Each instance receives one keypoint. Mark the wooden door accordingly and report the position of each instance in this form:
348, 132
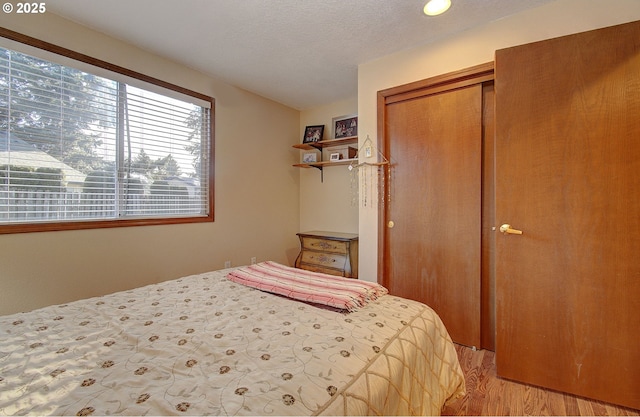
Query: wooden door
568, 176
432, 251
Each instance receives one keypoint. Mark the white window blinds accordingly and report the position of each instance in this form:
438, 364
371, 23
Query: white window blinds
78, 146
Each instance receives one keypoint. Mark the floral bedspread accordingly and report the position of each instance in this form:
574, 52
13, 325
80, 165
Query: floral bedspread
204, 345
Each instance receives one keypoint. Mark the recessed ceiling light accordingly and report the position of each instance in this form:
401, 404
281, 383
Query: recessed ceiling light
436, 7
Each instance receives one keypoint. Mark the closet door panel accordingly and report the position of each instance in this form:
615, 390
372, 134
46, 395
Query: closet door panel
432, 252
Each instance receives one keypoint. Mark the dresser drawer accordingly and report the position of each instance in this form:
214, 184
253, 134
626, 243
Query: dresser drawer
324, 245
329, 252
316, 268
329, 260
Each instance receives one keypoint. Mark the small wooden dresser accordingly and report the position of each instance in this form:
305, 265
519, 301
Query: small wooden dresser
329, 252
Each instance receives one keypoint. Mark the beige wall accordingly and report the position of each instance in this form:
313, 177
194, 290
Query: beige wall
257, 194
331, 203
464, 50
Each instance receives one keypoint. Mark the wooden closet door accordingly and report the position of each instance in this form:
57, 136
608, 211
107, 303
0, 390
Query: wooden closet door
432, 252
568, 176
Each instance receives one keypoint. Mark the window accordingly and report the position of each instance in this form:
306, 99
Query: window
83, 147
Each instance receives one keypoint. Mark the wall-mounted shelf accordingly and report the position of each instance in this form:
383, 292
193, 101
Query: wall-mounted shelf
326, 143
323, 164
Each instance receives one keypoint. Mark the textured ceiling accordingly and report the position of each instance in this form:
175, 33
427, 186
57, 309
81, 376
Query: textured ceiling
301, 53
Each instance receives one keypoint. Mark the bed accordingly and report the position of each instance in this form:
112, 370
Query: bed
208, 345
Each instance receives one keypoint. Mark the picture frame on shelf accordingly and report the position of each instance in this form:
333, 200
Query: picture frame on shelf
309, 157
313, 134
344, 126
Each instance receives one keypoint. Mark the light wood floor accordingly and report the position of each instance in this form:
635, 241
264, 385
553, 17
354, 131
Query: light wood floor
489, 395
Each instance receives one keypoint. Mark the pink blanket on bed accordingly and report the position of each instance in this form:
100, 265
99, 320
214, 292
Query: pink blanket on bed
314, 287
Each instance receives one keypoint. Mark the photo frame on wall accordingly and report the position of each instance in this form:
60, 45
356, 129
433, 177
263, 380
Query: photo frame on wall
313, 134
309, 157
344, 126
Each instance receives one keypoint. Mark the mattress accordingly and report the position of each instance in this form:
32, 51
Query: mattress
204, 345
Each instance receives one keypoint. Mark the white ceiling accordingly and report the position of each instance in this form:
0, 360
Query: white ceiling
301, 53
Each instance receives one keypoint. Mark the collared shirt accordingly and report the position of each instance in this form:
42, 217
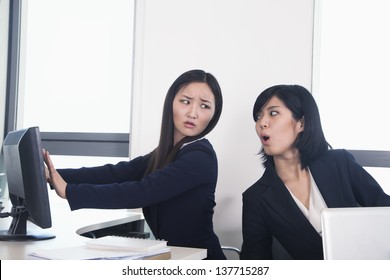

ÜBUNGSAUFGABE: Stellen Sie sämtliche Zeilen der obigen Einträge zusammen, in denen die Zeichenfolge „bedspread“ vorkommt.

ENDGÜLTIGE ANTWORT:
Each instance receives one keypoint. Mark the floral bedspread accordingly and report the position of each instance in this form:
Query: floral bedspread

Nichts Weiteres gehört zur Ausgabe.